## Selected text
Yes. So look, I'm not going to give you, like, quantification, but you're not meaningfully wrong about the sort of assessment you made, which it is a big, significant positive and much of it will fall to our bottom line in 2018 and beyond. And time is an important part to how this plays out. So we want to do really constructive, thoughtful things for all of our constituents, but it won't be the significant portion of that.
Yes. I would just say that we take the $3.5 billion benefit next year. The two major you should in put back of your mind uncertainties, one is the code has to be actually written. And so there'd be a lot of noise going down the road about what that actually means for various industries and stuff like that. And the second area, as spoken by extensively, is competition. Some of it, some will be competed away. So I'm going to -- I'm only telling you because you've got to put it in your mind. I think it's so exuberant that everything, everywhere falls into the bottom line. The second is on our investment. Mary's already spoke that we already are fairly aggressively investing for our future. And in some places, I'm pushing this trade. We can't -- you can only go so fast in hiring new bankers and doing some things, and we may accelerate some of that.
At Investor Day, we'll be quite clear if we change how we look at that kind of thing. And the other one is what are we going to do special to help the United States of America as realty tax change? And we think we should, We think it's very good the other companies have done it. We think it's time that all of America shared broadly. And we're going to have things that we think are good for some employees. But think of also sustainable growth for communities around the world. And so we're going to give you, in the next couple of weeks, some very thoughtful things that we're going to do. And it may very well bite into some of that $3.5 billion, and so be it. That's what we're supposed to do. We're a bank. We're supposed to help support and grow communities. And it will enhance our growth in the future, too, by the way. So it isn't, like, a giveaway, it's kind of a thoughtful flows to how we should use some of this.
And I do want to just -- like, there are two other things, just after what Jamie said, which is if some of this is competed away over time and get to lower cost of credit and lower cost of borrowing and improved pricing to our customers and allows them to grow their businesses and spend more strongly, there is a feedback loop. Similarly, if at the end of the day, it results in some higher dividend or repurchases, that also recycles back into the economy. So it was very optimistic for the performance of this company, which is extraordinarily client-centric. So anything that's good for the economy and our clients will continue to drive long-term profitability for the company. That would to be number one. And number two, not to be defensive, but you guys will appreciate this more than anyone almost, is you can do your own math. But if you add up the cost of controlled market structure reform, capital and liquidity, much of which we're entirely supportive of. But if you add up the impact that had on our returns over the last 5 to 10 years, I mean it, in many ways, dwarfs this. So there will be an element of this that goes back into making sure that the banking system is probably covering the cost of equity, and it should.

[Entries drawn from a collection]
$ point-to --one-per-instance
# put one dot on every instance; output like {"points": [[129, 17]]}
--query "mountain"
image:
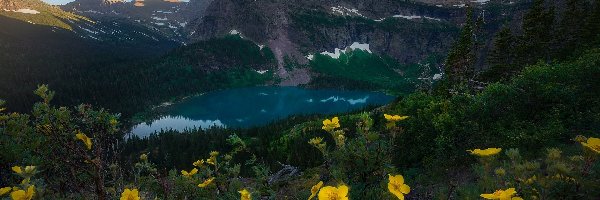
{"points": [[168, 18], [296, 30], [385, 45]]}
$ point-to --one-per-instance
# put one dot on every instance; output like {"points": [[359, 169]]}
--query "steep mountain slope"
{"points": [[409, 32], [168, 18]]}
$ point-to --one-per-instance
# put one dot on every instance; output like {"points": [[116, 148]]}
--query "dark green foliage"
{"points": [[546, 105], [47, 138]]}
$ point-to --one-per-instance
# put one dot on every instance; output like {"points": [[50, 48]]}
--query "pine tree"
{"points": [[501, 58], [593, 24], [459, 66], [571, 30], [535, 43]]}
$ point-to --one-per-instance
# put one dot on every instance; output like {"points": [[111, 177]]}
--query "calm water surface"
{"points": [[255, 106]]}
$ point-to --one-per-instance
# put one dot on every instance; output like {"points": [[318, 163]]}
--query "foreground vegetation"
{"points": [[533, 134], [357, 155]]}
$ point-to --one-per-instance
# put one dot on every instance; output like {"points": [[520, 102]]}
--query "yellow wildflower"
{"points": [[85, 139], [315, 189], [394, 118], [315, 141], [245, 194], [580, 138], [113, 122], [397, 187], [27, 170], [198, 163], [22, 194], [189, 174], [500, 171], [485, 152], [4, 190], [144, 157], [593, 144], [212, 160], [329, 125], [17, 169], [206, 182], [130, 194], [334, 193], [502, 195]]}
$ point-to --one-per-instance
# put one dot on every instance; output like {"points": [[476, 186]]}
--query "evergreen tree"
{"points": [[459, 66], [571, 31], [536, 40], [593, 24], [501, 58]]}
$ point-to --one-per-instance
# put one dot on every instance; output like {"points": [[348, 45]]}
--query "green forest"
{"points": [[520, 120]]}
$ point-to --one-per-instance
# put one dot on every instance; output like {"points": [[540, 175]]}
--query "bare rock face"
{"points": [[13, 4], [109, 2], [139, 3]]}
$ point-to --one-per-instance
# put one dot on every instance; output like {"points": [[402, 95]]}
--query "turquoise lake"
{"points": [[256, 106]]}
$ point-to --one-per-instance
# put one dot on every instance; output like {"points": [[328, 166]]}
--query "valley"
{"points": [[299, 99]]}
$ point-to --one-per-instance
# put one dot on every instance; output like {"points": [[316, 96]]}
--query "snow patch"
{"points": [[160, 19], [24, 10], [341, 10], [480, 1], [411, 17], [338, 52], [261, 71], [350, 101]]}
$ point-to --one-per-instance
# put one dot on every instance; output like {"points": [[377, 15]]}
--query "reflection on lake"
{"points": [[255, 106]]}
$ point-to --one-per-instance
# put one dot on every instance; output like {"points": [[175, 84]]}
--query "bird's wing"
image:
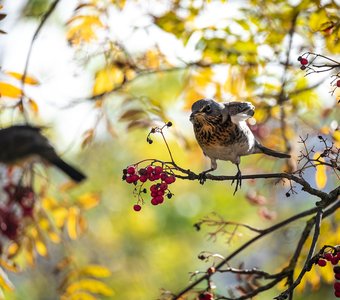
{"points": [[237, 111]]}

## Problems to work on
1. According to the earnings call excerpt, how large is the benefit the company expects to take next year?
2. Carry the earnings call excerpt forward from its final sentence.
The entries have no connection to the earnings call excerpt.

## Expected responses
1. $3.5 billion.

2.
One follow-up on that feedback loop. So you, Marianne or Jamie, a year from now, do you think that the tax code or other factors will result in an increase in capital markets activity, increase in corporate lending and increase in CapEx, which we've been waiting for all decade?
Yes. Again, I think it's really important to note. People focus very much on what happens tomorrow because of tax reform. I think it's a very good thing. You've seen it with corporations, you've seen it with sentiment, you've seen it with people's plans and things like that. I think it's very good. I think the far more important thing is that 20 years ago, our corporate federal estate rate was 40%, the rest of the world was 40%. Over 20 years, they came down to 20% and we stayed at 40%. Over that time, it's driven brains, capital, you see the reinvested money overseas. One of the accounting firms did a study of 5,000 companies that would have been headquartered here, are either headquarter overseas or owned by a foreign company, which I'm not against, it's a huge number. It's the cumulative effect of retained capital and increasing competitive American companies that will drive jobs and ways in the long run. I have absolutely no question that we will be far better off year after year if you're having done this. And it's just impossible to tell exactly what it means this month or this quarter or something like that.
So we're going to be watching, just like you, and waiting just like you. But I hate guessing about the effect, like, on capital markets. I don't know. The fact is we look at capital -- we have fabulous people in sales and trade, fabulous research, great technology capability. In the last five years, we dealt with Dodd-Frank, MiFID, all these rules and regulations, steps, what are the other ones called in Europe, and we've done okay. I look at it as all a big positive. And we'll still be there buying and selling securities for our clients, issuing securities. And yes. I think if we're right about it in improving American competitive growth in the global economy, it will drive just capital markets activity. Let's just wait and see.
Our next question comes from John McDonald of Bernstein.
Apologies if this is asked. I got cut off for a second. Marianne, was wondering about charge-offs and credit. Things looked good this quarter, for the full year, it came in line with your kind of $5 billion charge-off outlook. Was wondering how you're thinking about the credit environment heading into this year. And if the environment remained strong, do you still have some seasoning that might put some upward pressure on charge-offs, even in a good environment?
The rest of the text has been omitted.